Take the case of his recent appointments, for instance. Mallam Garba Shehu is his Senior Special Assistant on Media and Publicity. Mr Femi Adesina is his Special Adviser on Media and Publicity. Pray, who is the president’s main spokesman? And why appoint two people to handle the same function? Are we not going back to the same profligacy of the past, contrary to the public perception of Buhari as somebody who loathes waste?
Make no mistake about it, the two appointees are media gurus. I’m happy that they have been called to serve their fatherland. But they could have been given different portfolios. One could be a minister of information while the other remains presidential spokesman.
As if to add insult to injury, the President, the other day, sent a list of 15 aides to the Senate for approval. One wonders what he needs 15 advisers for? Or is it to repay some political debts? Remember that ministers will still be appointed. I thought that the days of job for the boys are over?

#### Written instruction A
From the passage on Buhari's appointments, reproduce the text starting at "As if to add" and ending at "boys are over?".
#### Written instruction B
Extend the passage on Buhari's appointments, picking up after its final sentence.

#### Entries

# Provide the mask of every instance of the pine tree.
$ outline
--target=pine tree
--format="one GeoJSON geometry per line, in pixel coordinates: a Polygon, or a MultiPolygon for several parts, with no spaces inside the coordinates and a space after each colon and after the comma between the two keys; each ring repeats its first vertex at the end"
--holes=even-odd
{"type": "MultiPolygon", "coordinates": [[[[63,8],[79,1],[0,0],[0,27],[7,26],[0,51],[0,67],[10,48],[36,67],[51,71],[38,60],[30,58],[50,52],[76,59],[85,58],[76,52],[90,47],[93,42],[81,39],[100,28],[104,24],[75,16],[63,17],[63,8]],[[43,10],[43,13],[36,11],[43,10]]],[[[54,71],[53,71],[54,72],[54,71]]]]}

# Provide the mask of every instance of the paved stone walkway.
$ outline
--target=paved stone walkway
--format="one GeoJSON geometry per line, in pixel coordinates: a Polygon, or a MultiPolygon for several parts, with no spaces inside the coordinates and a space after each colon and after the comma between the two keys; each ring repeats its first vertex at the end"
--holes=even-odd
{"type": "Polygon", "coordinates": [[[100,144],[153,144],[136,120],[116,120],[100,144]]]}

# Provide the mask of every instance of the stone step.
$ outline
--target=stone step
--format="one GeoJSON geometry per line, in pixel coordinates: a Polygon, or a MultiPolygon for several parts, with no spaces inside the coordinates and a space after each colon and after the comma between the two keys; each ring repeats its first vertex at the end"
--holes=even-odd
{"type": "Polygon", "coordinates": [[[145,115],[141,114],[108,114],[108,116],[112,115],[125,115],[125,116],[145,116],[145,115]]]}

#### Written response A
As if to add insult to injury, the President, the other day, sent a list of 15 aides to the Senate for approval. One wonders what he needs 15 advisers for? Or is it to repay some political debts? Remember that ministers will still be appointed. I thought that the days of job for the boys are over?

#### Written response B
Some state governors are already toeing the same line. For instance, Delta State Governor, Ifeanyi Okowa, was reported to have concluded plans to appoint 15 special advisers. Besides, the governor reportedly said he would also appoint one senior political adviser and one political adviser. These appointments, according to him, are part of the strategies by his administration to actualise the agenda of prosperity for all Deltans.
Prosperity indeed! How on earth will appointing a retinue of aides translate into prosperity for all Deltans, nay Nigerians? The major benefit I see in this is the building of stomach infrastructure for the appointees and their cronies and family members.
Our political leaders, especially President Buhari, should realise that many Nigerians expect a lot from them. They should not disappoint them. Already, a number of Nigerians are becoming sceptical about the ability of this new regime to take us to the promised land. There is a disconnect between what was said during campaigns and what is happening now.
Buhari had intimated Nigerians during an interview with a national daily that he would scrap the office of the First Lady if he became the President. This is in line with his public outlook as an anti-corruption and anti-wastage man. But from what we currently hear about the wife, Aisha, Nigerians may be in for a big surprise.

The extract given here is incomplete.